> Tâches de l'exercice:
1/ Reproduisez le passage de l'extrait sur l'OTAN et le quantique qui commence par « 1. Pour se préparer » et se termine par « quantique ou autre. ».
2/ D'après l'extrait sur l'OTAN et le quantique, contre quelles attaques les Alliés doivent-ils défendre leurs systèmes et réseaux ?

Vision stratégique : une Alliance prête pour le quantique

  1. Pour se préparer au quantique, l’OTAN et les Alliés favoriseront l’émergence d’un écosystème sûr, résilient et compétitif, apte à suivre le rythme soutenu de la compétition technologique dans le secteur qui l’occupe. Ils devront pour cela réaliser des investissements cohérents, coopérer sur les opportunités de développement technologique, se doter d’une main-d’œuvre qualifiée et la protéger, et renforcer la connaissance de la situation ainsi que le partage d’informations. Ils devront également élaborer et déployer une série de technologies facilitatrices essentielles. Il faudra en outre qu’ils dissuadent leurs adversaires de s’en prendre à leurs systèmes et réseaux et qu’ils défendent ces derniers contre les attaques par voie quantique ou autre.

> Données enregistrées:
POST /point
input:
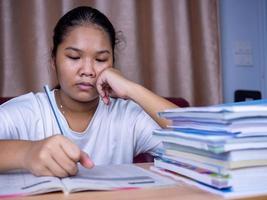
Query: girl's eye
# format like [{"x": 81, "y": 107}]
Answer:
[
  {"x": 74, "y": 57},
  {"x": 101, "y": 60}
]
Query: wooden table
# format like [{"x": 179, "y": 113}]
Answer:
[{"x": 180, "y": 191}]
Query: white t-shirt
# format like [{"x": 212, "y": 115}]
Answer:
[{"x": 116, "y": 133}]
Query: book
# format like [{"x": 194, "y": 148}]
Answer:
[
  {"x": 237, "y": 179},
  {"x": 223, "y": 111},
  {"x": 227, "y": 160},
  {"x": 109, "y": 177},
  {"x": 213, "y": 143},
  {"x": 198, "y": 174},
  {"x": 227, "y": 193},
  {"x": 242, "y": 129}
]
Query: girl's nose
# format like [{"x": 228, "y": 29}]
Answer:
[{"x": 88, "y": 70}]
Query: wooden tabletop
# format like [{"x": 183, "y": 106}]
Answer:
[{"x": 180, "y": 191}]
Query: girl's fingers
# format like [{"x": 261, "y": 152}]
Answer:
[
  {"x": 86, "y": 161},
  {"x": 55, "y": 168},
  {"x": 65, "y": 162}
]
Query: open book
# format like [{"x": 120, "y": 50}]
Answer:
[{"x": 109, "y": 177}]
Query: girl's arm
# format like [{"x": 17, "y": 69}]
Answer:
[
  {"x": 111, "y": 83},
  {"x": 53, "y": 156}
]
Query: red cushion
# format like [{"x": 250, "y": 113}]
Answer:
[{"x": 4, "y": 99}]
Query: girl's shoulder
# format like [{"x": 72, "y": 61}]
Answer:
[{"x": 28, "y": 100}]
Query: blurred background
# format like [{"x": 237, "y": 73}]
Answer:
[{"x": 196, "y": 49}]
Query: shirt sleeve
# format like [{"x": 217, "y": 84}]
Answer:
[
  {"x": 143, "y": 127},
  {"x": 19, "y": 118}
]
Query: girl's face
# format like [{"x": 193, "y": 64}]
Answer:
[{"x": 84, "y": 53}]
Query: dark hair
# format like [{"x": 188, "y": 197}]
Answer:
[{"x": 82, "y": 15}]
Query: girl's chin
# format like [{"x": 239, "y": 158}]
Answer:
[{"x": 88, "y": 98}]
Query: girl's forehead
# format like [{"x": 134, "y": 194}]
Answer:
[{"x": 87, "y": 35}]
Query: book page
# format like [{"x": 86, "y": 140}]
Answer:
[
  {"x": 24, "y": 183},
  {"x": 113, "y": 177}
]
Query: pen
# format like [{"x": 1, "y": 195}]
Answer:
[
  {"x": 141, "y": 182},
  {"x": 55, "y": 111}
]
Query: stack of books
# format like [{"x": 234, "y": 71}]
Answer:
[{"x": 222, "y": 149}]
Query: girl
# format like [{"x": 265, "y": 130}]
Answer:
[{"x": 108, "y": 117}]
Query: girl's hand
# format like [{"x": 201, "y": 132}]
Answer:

> Corrigé:
1/
1. Pour se préparer au quantique, l’OTAN et les Alliés favoriseront l’émergence d’un écosystème sûr, résilient et compétitif, apte à suivre le rythme soutenu de la compétition technologique dans le secteur qui l’occupe. Ils devront pour cela réaliser des investissements cohérents, coopérer sur les opportunités de développement technologique, se doter d’une main-d’œuvre qualifiée et la protéger, et renforcer la connaissance de la situation ainsi que le partage d’informations. Ils devront également élaborer et déployer une série de technologies facilitatrices essentielles. Il faudra en outre qu’ils dissuadent leurs adversaires de s’en prendre à leurs systèmes et réseaux et qu’ils défendent ces derniers contre les attaques par voie quantique ou autre.

2/ Contre les attaques par voie quantique ou autre.